Stored data entries
%%

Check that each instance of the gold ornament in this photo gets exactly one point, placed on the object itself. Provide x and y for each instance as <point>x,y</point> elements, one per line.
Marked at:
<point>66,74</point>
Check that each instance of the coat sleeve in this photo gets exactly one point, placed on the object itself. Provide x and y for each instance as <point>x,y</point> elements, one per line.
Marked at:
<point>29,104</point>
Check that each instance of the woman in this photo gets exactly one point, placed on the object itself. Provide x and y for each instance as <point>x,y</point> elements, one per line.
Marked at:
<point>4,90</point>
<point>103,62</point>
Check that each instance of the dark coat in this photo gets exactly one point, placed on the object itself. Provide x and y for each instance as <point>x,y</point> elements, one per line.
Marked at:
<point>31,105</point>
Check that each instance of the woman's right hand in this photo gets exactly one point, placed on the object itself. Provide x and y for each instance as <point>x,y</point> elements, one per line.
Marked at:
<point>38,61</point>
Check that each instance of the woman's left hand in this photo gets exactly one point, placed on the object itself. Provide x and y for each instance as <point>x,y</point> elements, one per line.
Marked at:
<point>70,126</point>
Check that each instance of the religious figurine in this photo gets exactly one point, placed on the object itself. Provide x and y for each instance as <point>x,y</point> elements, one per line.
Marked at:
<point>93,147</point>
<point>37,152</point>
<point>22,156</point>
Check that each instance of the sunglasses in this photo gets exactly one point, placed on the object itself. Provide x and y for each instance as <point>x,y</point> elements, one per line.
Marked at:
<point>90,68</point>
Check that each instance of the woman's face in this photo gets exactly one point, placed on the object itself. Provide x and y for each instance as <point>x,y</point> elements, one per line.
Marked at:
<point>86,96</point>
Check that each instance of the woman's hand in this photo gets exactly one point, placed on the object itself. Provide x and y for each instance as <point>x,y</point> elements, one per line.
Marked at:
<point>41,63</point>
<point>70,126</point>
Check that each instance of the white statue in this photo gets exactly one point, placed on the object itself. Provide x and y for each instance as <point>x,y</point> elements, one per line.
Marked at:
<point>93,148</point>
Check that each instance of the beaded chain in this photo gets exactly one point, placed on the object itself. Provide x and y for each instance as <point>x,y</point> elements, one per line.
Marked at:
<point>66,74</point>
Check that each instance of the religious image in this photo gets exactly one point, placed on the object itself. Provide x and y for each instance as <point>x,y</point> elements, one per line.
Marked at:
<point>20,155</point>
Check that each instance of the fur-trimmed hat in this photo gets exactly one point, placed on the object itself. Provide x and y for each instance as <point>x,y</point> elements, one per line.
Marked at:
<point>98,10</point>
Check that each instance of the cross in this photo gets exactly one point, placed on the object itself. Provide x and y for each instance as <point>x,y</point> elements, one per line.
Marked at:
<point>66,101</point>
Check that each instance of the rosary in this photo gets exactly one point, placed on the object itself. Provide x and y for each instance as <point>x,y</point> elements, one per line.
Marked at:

%%

**TASK OBJECTIVE:** Please go through the data above and copy each line containing the word "hand".

**RESULT OF THIS EXERCISE:**
Check that each instance of the woman's right hand in this photo gets exactly one point, placed on the object itself. Provide x and y for each instance as <point>x,y</point> elements, one per line.
Check that each instance of the woman's left hand in this photo gets exactly one point, placed on the object itself. Provide x and y for each instance as <point>x,y</point> elements, one per line.
Check that each instance of the woman's hand in this photo gets exactly one point, placed on the object itself. Provide x and y for each instance as <point>x,y</point> elements, one per line.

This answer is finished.